### AIM OF THE EXERCISE
Where the line containing "Task: set a dot on every instance of the teal" appears in the records below, begin there and output each line verbatim through the last line.

### TASK INPUT
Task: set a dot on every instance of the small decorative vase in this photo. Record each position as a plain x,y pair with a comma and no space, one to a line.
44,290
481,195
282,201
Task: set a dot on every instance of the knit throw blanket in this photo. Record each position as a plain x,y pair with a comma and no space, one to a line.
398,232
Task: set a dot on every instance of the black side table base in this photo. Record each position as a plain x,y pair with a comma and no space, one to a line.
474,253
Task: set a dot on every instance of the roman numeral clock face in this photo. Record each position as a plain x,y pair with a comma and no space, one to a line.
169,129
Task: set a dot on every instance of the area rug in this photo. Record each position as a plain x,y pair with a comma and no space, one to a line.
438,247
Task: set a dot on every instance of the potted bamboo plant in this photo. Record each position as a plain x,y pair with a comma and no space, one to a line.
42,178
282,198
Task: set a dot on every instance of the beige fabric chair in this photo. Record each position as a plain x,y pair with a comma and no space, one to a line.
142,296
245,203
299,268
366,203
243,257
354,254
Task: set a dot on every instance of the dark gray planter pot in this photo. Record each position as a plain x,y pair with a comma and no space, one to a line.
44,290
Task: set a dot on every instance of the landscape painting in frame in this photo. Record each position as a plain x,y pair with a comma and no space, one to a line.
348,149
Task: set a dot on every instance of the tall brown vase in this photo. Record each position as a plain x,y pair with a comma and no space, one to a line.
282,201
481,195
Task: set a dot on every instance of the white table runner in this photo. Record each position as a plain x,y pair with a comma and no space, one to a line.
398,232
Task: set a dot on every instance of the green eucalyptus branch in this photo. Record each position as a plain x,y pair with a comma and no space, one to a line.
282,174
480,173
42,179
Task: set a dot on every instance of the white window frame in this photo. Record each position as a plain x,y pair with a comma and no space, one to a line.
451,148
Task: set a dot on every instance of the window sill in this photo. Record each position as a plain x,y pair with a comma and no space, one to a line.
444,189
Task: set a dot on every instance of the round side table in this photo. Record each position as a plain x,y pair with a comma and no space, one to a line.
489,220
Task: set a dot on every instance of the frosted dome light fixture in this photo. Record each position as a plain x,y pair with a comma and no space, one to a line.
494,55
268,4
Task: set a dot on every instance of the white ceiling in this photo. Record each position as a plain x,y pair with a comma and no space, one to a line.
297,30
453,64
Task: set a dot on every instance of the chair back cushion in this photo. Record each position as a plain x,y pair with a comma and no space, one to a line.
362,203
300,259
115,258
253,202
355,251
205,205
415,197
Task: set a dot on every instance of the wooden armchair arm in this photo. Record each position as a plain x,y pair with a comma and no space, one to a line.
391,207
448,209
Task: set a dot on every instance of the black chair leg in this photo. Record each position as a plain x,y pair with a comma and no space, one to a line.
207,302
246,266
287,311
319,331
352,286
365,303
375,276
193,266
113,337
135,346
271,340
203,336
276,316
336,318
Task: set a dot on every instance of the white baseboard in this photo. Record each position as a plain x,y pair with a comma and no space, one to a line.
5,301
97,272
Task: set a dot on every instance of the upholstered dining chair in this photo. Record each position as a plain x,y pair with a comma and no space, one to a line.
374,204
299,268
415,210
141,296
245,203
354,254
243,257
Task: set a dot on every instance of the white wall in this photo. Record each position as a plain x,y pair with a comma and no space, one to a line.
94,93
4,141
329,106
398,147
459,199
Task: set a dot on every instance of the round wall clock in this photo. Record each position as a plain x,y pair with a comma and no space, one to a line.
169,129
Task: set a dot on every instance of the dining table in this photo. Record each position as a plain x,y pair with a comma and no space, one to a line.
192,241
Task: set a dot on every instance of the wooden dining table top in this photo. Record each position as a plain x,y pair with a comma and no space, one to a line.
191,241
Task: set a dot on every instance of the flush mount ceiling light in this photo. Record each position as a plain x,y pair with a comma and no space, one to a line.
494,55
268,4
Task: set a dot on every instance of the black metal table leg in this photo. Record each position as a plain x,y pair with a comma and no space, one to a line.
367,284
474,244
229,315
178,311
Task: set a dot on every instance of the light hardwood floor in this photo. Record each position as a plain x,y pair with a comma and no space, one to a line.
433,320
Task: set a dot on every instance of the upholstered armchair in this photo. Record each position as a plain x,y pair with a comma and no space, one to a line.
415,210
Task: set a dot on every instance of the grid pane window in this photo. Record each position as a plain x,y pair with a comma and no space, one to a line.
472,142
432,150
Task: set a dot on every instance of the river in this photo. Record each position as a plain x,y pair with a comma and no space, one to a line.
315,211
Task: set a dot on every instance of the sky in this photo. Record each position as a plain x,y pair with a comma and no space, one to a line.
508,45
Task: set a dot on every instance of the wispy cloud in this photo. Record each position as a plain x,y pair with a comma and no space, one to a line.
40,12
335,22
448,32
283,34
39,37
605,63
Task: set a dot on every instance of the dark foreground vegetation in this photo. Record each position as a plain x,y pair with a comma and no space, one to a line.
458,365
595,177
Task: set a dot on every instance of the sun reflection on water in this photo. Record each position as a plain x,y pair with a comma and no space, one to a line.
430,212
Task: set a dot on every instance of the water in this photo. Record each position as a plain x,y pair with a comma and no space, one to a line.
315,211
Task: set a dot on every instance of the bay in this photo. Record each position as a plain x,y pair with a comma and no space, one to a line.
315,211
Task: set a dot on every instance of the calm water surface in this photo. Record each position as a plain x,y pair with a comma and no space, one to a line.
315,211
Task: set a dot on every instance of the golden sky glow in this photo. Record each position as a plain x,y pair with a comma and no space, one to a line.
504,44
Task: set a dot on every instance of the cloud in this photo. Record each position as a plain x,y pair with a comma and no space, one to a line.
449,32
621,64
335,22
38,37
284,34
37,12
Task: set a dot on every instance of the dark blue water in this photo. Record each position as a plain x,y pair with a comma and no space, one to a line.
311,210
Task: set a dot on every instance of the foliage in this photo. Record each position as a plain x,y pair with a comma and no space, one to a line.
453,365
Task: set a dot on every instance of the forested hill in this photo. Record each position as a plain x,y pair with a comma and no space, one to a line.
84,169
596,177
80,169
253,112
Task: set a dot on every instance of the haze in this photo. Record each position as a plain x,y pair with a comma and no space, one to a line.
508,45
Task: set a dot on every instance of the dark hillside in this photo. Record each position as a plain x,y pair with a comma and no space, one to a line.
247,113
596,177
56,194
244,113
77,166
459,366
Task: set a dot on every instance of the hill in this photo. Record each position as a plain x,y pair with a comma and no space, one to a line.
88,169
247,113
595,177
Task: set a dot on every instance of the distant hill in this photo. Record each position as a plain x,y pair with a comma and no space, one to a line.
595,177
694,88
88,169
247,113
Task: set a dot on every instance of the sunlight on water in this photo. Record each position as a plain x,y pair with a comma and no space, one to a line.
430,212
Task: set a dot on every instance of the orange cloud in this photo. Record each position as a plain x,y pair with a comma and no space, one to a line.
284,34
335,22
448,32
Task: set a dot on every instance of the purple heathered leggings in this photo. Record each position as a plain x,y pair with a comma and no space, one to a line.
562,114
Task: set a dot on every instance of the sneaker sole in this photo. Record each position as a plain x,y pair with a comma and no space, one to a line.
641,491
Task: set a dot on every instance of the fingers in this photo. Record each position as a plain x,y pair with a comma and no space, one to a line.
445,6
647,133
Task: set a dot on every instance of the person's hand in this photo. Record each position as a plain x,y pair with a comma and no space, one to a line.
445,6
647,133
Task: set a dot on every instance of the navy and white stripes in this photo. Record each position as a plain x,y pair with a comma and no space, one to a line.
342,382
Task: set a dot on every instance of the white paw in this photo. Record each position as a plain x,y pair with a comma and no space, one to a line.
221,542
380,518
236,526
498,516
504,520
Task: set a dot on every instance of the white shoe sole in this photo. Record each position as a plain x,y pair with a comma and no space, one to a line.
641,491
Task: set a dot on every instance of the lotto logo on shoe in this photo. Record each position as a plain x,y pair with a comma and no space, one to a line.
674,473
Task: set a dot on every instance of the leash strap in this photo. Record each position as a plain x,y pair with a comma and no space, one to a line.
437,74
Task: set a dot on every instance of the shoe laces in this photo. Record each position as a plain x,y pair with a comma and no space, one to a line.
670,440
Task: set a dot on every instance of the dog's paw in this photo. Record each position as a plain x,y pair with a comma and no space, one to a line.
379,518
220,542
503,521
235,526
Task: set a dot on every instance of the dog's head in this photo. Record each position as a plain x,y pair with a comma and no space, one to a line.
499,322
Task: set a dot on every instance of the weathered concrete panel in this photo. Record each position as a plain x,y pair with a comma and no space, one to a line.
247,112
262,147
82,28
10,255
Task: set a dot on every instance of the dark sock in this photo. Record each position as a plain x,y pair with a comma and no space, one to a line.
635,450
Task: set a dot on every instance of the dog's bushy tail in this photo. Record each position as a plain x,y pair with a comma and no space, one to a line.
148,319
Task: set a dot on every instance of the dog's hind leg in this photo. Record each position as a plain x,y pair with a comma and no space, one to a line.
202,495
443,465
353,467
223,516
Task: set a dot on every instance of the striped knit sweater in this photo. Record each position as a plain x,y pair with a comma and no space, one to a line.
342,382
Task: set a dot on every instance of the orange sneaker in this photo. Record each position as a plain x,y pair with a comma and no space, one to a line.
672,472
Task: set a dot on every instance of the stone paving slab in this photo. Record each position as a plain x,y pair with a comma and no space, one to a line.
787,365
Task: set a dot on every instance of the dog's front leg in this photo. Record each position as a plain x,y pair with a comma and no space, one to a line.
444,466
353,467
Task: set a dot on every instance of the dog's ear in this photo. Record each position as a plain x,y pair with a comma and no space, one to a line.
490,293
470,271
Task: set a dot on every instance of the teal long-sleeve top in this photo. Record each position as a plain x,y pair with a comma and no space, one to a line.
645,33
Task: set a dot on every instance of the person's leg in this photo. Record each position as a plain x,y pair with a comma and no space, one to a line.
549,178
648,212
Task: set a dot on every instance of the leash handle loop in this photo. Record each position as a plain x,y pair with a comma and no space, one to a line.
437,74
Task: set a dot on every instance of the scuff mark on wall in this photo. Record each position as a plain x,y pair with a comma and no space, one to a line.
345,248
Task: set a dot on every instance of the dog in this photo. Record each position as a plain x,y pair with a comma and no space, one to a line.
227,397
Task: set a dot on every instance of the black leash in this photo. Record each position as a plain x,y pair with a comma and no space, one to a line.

### YOUR SOLUTION
Task: set a dot on every instance of the teal long-sleeve top in this photo. Record each position as a plain x,y pair with a comma and no space, one to a line.
645,33
Task: set a dot on every instance of the person's leg in this photo. Record each position as a plain x,y pair with a comma and no space, one to a line.
549,178
648,212
Task: set a dot on every instance of the leash handle loop in this photo. Record each position as a plain x,y pair with a comma and no space, one to a line.
437,74
Task: set a dot on every instance of the scuff mark on wall in this photo. Record each position as a plain x,y pair with a comma and no space, one to a line.
345,248
Task: set a dot on every instance of the dog in this photo. Record each position as a plain x,y pair with a comma and no space, one to a line.
227,397
Task: set a dot on every instance of the black leash in this photo. Record each position as a plain x,y pair with a comma and no space, one to a line.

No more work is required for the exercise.